## Supplied text
>> start

Is Russia exhausting itself? I’ve seen reports that their standing army right now is far large than pre war even accounting for casualties.
It seems that the Russian army was pretty rusty during the first year of the war. Logistics issues. Command issues. Not enough bodies. Etc. that seems to have been remedied. They in fact now have a great deal of experience fighting against NATO kit. And it seems like they’re doing well adapting to drones, electronic warfare, etc. I wonder how that compares to the US and NATO. We have a great deal of experience fighting the GWOT and insurgents.
All of that is to say, I wonder how Russia today compares to Russia 2021 in terms of how much of a threat they are to NATO.
And all of that says nothing about the ethics of egging on and prolonging a doomed conflict on the chance that it might weaken a geopolitical rival.
It depends on if you consider leadership or equipment attrition relevant to exhaustion, or just manpower numbers. Really, both are true simultaneously.

>> end

## Dataset extract
>> start

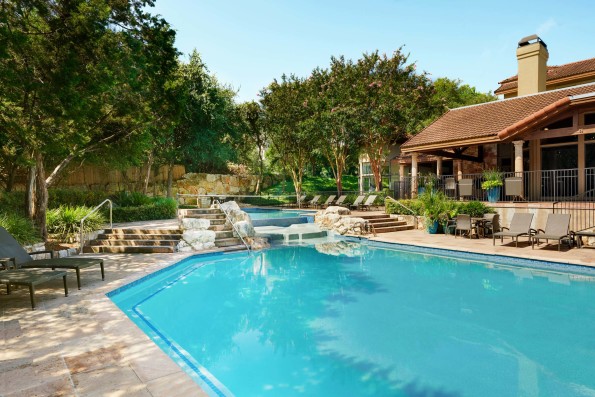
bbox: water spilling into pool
[112,241,595,397]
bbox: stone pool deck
[0,215,595,397]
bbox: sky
[151,0,595,102]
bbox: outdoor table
[471,218,488,238]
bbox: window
[542,117,572,131]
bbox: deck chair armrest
[29,250,54,258]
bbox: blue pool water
[110,241,595,397]
[242,208,316,220]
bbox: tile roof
[401,83,595,151]
[494,58,595,94]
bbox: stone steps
[356,214,413,234]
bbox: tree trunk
[25,164,37,220]
[35,153,48,241]
[167,162,174,197]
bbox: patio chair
[454,214,477,238]
[361,194,378,210]
[307,194,320,207]
[321,194,337,208]
[0,227,105,289]
[531,214,572,251]
[349,196,366,208]
[333,194,347,205]
[492,212,535,247]
[0,258,68,310]
[483,214,500,236]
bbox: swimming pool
[110,241,595,397]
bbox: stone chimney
[516,34,549,96]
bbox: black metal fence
[391,168,595,202]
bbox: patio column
[455,160,463,181]
[411,153,418,198]
[512,141,524,176]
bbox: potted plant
[419,189,449,234]
[481,169,502,203]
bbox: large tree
[350,50,433,191]
[0,0,176,237]
[309,57,361,195]
[260,75,316,202]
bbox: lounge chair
[361,194,378,210]
[454,214,477,238]
[492,213,534,247]
[349,196,366,208]
[308,194,320,207]
[531,214,572,251]
[483,214,500,236]
[320,194,337,208]
[0,227,105,289]
[333,194,347,205]
[0,258,68,310]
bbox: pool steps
[354,214,414,234]
[83,208,245,253]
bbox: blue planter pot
[488,186,500,203]
[426,221,440,234]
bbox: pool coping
[0,227,595,397]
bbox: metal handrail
[213,200,252,255]
[394,200,419,230]
[79,199,114,254]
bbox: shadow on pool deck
[0,212,595,397]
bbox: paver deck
[0,217,595,397]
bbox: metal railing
[392,168,595,202]
[79,199,114,254]
[213,199,252,256]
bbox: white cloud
[537,18,558,36]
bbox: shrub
[48,189,109,208]
[46,206,106,241]
[0,192,27,216]
[113,198,178,222]
[384,197,423,216]
[0,213,42,245]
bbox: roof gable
[401,83,595,152]
[494,58,595,94]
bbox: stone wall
[175,173,277,204]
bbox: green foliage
[263,175,359,195]
[48,189,109,208]
[455,201,496,218]
[113,198,178,222]
[384,197,424,216]
[113,191,153,207]
[481,169,503,190]
[46,206,106,241]
[0,212,42,245]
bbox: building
[360,35,595,230]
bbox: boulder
[182,218,211,230]
[235,220,256,237]
[322,205,351,215]
[333,217,366,236]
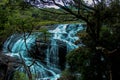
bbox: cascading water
[3,24,83,80]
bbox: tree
[26,0,120,80]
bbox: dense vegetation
[0,0,120,80]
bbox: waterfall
[3,24,83,80]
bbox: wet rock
[0,53,20,80]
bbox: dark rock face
[0,53,20,80]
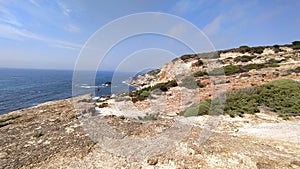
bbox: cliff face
[0,43,300,169]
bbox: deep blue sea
[0,68,134,114]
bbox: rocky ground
[0,43,300,169]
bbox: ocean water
[0,68,134,114]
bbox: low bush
[33,132,44,138]
[129,80,177,103]
[180,99,211,117]
[192,59,204,67]
[208,65,240,76]
[179,76,199,89]
[234,55,256,62]
[147,69,160,76]
[292,41,300,49]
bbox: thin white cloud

>> end

## What you need to do
In the text about Russia's army, what does the writer say the US and NATO have a great deal of experience fighting?

## Result
The GWOT and insurgents.